What needs to be done: Echo verbatim the lines from the one containing "Find the <item>van side" through the one containing "[[[33,76],[33,80],[35,81],[37,81],[37,75],[34,75]]]", both included. Omit the pictures from your output.

Rows from a segmentation dataset

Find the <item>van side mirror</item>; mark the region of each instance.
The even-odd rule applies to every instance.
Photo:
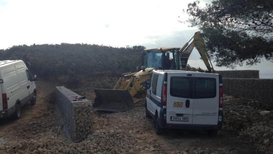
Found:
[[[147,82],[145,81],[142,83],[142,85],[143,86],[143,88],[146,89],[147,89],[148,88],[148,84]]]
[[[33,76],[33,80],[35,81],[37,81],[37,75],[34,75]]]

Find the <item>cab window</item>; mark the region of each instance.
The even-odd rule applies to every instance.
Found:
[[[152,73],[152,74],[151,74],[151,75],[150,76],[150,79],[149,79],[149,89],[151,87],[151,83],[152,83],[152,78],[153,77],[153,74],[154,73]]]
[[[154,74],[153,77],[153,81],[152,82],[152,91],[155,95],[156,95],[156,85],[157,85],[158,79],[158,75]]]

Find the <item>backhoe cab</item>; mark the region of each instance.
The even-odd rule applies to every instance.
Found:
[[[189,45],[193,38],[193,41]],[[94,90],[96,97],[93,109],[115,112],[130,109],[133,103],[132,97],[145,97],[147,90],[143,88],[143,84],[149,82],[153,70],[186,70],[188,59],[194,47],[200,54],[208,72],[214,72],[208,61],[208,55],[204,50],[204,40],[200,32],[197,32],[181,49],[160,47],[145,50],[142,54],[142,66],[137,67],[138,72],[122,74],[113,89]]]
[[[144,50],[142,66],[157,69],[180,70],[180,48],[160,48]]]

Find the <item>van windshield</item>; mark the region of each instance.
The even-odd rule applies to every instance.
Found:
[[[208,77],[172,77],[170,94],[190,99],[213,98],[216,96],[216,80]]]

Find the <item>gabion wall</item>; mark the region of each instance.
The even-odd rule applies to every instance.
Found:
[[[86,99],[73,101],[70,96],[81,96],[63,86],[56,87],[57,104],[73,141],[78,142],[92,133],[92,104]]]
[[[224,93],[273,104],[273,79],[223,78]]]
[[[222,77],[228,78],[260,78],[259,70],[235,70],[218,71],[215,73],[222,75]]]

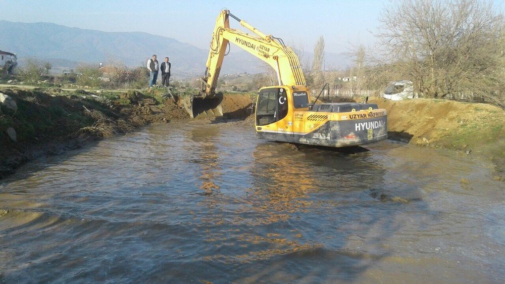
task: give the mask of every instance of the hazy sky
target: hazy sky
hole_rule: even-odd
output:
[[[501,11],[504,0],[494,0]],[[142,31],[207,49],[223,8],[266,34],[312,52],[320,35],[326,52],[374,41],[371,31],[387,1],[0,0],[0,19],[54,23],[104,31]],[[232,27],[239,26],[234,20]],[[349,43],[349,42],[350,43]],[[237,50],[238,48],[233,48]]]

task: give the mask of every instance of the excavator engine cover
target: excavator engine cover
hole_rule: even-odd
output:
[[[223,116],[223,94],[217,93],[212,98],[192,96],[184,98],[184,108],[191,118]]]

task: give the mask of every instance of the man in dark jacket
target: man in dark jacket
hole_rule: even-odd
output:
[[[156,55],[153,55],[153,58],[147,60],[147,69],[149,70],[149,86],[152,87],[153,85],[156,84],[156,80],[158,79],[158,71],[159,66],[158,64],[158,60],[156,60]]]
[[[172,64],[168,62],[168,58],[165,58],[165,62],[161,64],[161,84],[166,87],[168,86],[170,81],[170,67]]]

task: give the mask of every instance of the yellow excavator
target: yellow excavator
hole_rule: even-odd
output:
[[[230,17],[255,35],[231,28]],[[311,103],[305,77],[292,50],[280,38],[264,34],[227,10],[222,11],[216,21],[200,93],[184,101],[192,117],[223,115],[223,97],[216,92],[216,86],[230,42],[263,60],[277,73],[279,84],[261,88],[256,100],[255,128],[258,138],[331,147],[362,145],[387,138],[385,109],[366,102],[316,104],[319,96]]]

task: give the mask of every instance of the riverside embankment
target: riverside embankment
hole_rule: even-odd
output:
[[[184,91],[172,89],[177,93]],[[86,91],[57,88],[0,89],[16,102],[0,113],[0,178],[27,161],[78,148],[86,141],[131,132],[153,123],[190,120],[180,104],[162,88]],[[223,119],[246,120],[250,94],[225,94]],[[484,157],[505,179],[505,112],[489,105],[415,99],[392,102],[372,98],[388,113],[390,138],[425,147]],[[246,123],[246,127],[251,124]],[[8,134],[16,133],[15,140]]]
* * *
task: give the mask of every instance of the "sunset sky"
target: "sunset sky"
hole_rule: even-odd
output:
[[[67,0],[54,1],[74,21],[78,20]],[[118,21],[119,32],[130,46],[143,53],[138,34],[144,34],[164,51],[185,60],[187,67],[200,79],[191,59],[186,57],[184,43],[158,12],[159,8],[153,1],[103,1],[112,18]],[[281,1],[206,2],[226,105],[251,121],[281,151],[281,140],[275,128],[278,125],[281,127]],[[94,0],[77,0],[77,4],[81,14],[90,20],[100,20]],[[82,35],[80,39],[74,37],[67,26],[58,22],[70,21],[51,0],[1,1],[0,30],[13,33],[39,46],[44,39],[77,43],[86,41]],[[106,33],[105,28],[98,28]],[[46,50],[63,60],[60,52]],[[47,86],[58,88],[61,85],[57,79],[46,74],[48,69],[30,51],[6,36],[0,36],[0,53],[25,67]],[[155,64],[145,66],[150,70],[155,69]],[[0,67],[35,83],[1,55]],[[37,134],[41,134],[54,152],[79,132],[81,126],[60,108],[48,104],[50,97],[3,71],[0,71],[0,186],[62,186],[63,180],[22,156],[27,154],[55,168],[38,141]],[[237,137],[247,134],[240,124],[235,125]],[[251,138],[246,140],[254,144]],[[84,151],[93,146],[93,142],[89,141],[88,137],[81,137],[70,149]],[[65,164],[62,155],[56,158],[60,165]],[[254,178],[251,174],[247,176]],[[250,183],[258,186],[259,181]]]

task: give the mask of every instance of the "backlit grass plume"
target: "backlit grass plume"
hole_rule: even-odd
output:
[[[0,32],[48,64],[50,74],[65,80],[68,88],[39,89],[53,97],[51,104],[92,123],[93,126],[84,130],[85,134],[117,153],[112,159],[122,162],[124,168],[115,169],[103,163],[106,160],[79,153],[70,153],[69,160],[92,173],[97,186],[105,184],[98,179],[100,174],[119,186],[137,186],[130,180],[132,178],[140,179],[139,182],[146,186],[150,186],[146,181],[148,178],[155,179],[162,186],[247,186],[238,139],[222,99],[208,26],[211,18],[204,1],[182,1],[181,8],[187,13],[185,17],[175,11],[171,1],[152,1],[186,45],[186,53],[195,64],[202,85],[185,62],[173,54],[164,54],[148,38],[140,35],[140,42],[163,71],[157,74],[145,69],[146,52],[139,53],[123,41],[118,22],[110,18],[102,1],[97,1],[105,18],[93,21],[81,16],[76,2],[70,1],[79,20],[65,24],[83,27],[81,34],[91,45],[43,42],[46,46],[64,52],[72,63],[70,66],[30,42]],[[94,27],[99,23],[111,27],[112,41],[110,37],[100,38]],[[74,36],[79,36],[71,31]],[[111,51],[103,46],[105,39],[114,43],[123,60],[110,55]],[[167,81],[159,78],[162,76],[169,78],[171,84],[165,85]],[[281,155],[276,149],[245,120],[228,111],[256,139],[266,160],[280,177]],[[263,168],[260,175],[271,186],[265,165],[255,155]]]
--
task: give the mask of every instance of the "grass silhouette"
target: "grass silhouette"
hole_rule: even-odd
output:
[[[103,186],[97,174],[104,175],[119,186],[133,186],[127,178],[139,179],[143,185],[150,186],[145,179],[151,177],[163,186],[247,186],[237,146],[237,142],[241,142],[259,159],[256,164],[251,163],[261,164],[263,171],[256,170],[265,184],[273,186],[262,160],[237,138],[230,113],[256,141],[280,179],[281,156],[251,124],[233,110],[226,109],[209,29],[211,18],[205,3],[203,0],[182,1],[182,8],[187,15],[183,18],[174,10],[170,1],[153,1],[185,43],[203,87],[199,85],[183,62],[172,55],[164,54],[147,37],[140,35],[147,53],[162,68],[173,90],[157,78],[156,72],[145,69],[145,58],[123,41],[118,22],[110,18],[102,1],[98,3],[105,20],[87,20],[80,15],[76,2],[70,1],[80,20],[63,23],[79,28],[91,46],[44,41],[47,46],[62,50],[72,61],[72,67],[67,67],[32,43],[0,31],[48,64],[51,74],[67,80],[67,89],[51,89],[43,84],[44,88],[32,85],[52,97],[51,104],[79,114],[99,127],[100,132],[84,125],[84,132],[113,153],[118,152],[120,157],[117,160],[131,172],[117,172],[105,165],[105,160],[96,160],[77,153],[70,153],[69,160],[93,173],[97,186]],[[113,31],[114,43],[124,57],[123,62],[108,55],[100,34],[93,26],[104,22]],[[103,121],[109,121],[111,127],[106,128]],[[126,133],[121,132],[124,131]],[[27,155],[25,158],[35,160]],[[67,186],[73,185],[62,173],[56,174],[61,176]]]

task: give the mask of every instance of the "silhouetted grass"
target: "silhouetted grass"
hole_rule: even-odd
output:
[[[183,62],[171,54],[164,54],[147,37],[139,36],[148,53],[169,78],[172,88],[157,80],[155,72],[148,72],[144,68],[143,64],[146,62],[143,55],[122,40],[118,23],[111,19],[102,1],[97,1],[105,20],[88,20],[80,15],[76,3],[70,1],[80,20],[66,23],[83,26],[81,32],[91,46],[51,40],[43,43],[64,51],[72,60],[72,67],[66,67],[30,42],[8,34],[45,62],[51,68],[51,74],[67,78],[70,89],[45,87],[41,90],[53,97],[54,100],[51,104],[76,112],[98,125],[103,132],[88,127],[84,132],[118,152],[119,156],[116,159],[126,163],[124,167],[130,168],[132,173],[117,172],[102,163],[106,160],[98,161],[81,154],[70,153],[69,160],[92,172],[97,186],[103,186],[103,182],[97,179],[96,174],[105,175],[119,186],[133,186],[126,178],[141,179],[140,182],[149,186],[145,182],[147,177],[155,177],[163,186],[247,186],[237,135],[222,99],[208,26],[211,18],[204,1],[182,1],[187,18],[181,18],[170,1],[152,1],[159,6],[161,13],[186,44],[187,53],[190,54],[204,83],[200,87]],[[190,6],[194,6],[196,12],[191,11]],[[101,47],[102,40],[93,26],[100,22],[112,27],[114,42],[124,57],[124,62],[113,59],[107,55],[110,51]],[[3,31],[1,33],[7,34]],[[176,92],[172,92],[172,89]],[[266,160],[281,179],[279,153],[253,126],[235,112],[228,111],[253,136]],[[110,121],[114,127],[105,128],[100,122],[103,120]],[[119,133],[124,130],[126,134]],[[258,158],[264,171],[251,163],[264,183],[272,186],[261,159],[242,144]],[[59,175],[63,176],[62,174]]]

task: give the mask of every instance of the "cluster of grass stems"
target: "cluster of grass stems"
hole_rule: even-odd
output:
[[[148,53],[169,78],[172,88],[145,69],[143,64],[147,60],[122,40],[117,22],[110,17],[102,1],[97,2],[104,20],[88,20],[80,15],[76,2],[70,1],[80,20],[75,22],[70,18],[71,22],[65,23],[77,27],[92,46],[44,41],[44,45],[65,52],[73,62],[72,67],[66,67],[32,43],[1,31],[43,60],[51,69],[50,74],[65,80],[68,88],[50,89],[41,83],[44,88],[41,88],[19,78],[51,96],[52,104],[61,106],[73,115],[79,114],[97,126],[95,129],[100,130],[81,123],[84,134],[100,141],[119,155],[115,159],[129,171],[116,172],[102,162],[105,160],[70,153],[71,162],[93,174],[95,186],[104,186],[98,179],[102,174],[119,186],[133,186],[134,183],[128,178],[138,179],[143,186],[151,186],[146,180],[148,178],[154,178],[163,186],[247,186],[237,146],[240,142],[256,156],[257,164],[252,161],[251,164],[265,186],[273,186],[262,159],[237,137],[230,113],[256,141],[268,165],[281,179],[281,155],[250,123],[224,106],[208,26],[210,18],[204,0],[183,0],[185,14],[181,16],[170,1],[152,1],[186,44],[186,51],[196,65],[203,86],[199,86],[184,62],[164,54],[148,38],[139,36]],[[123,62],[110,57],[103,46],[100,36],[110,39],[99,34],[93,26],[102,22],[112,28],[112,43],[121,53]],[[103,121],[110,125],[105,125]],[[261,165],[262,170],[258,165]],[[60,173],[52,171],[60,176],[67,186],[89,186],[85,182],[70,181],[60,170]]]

The response:
Find the <item>van side mirror</item>; mark the region of each instance.
The even-odd rule applies to every instance.
Photo:
Found:
[[[147,82],[145,81],[142,83],[142,85],[143,86],[143,88],[146,89],[147,89],[148,88],[148,84]]]
[[[33,76],[33,80],[35,81],[37,81],[37,75],[34,75]]]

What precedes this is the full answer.